Let the potatos weigh x pounds after dehydration. So the water content in the dehydrated potatos = x-1 pound.
So the percentage of water content in the dehydrated potato = ((x-1)/x)100 % which is equal ro 98% by hypothesis. So,
((x-1/x)100 = 98. Multiply by x.
100x-100 = 98x
100x-98x = 100
2x = 100
x = 50.
So the potatos weigh 50 pounds when their water content is 49 pounds after dehydration of water to 98% of the substance , i.e potatos.
d = Weight of completely dehydrated potatoes
n = Percentage of water in potatoes
p(n) = Weight of potatoes having n percent water.
Then for a given value of n and p(n) the value of d is given by formula:
d = p(n)*(100 - n)/100
And for a given value of d and n weight of potatoes is given by the formula:
Weight of potatoes = 100*d/(100 - n)

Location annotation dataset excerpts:
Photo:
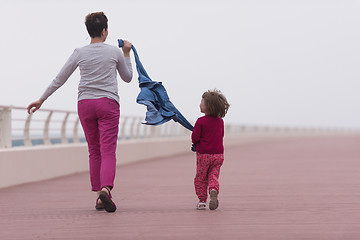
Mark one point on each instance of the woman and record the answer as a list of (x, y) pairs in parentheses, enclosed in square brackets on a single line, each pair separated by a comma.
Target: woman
[(98, 102)]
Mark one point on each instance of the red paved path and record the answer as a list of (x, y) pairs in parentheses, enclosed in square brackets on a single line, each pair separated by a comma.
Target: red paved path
[(285, 189)]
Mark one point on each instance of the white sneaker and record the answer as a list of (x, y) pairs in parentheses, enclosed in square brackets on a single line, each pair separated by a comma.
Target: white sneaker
[(201, 206), (214, 202)]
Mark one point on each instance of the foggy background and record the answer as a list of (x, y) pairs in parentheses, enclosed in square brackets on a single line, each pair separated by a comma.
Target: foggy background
[(278, 62)]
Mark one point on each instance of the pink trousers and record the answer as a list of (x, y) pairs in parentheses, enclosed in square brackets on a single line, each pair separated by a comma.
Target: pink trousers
[(100, 121), (207, 174)]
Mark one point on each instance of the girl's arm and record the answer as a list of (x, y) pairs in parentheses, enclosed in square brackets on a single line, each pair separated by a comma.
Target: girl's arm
[(196, 133)]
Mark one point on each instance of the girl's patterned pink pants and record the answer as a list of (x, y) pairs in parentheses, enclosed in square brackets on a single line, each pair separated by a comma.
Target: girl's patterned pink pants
[(207, 174)]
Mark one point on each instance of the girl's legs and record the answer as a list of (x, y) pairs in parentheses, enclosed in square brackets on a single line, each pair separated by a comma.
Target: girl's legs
[(214, 171), (100, 119), (201, 178)]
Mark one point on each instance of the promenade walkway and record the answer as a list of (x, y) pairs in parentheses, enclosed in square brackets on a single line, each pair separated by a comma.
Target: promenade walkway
[(300, 188)]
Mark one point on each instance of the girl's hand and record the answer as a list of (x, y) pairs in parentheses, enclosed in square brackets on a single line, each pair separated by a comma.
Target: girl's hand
[(33, 107), (126, 48)]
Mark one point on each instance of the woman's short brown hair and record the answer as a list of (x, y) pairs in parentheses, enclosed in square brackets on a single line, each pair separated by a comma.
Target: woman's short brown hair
[(95, 23), (215, 103)]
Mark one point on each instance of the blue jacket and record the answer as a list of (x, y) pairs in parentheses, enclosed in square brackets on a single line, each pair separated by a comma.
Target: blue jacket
[(154, 96)]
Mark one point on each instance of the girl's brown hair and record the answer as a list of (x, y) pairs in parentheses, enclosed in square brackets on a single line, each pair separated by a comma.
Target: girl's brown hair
[(215, 103)]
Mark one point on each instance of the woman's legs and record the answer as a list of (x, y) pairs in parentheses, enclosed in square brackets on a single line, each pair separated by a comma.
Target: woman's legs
[(100, 119)]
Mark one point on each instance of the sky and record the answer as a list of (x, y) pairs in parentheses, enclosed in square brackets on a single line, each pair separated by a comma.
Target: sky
[(278, 62)]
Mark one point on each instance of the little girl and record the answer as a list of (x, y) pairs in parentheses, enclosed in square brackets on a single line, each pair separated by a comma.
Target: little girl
[(207, 136)]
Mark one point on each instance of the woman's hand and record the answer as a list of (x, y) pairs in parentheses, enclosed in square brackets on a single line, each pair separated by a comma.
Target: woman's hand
[(33, 107), (126, 48)]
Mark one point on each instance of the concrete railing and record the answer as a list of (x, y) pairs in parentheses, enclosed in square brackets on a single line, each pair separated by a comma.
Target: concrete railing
[(137, 142), (47, 126)]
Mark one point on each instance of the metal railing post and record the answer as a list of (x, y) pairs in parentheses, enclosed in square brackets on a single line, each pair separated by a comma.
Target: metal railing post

** Problem A **
Reproduce the rows from the start of the rows up to and including the line that contains "[(214, 171), (100, 119), (201, 178)]", requests included, increasing every coordinate in the answers by 147. Leave the pictures out of your answer.
** Problem B **
Extend the potato dehydration discussion, beginning after its final line.

** Task response A **
Photo:
Mark one point on each instance of the woman and record the answer as a list of (x, y) pairs in parentheses, enclosed in square brackets on a single line, each pair separated by a comma.
Target: woman
[(245, 249)]
Mark one point on each instance of the red paved path and record the answer as a list of (x, y) pairs in parentheses, enclosed in square brackets on a single line, each pair separated by a comma.
Target: red paved path
[(432, 336)]
Mark one point on each instance of the white sneaker and record the answer as a list of (x, y) pairs in parentheses, enclosed in square brackets on a single line, each pair separated by a comma.
Target: white sneaker
[(348, 353), (361, 349)]
Mark one point on each instance of the foggy background and record the answer as a list of (x, y) pairs in parentheses, enclosed in square brackets on a single line, each pair separated by a comma.
Target: foggy background
[(425, 209)]
Mark one point on each instance of the pink trousers and record the answer as a list of (x, y) pairs in parentheses, enclosed in square brackets on a single line, each pair separated by a comma.
Target: pink trousers
[(247, 268), (354, 321)]
Mark one point on each instance of the girl's arm and record the answer as a list of (x, y) pairs in parentheses, enclosed in square brackets on a single line, each pair separated by a comma.
Target: girl's arm
[(343, 280)]
Mark one point on each instance of the girl's patterned pink pants and record the answer as a list of (x, y) pairs in parentheses, enclosed in square brackets on a single line, each pair separated by a comma.
Target: girl's patterned pink pants
[(354, 321)]
Mark one point on each instance of the girl's legs and record the answer as a list of (x, y) pairs in parentheses, enclosed in square brackets on a single line, each pair separated by a comma.
Target: girl's legs
[(361, 318), (247, 266), (348, 325)]

** Task response B **
Substituting, in above equation, given value of p(n) and n for potatoes with 99 percent water:
d = 100*(100 - 99)/100 = 1 pound
Substituting this value of d and percentage of water as 98, in the equation for weight of potatoes we get:
Weight of potatoes wit 98 percent water = 100*1*/(100 - 98)
= 50 pounds
Please note that in this 50 pounds of potatoes with 98 percent water, the weight of dried potato remains 1 pound, and the weight of water becomes 49 pounds. This amounts to 2 percent dried potatoes and 98 percent water.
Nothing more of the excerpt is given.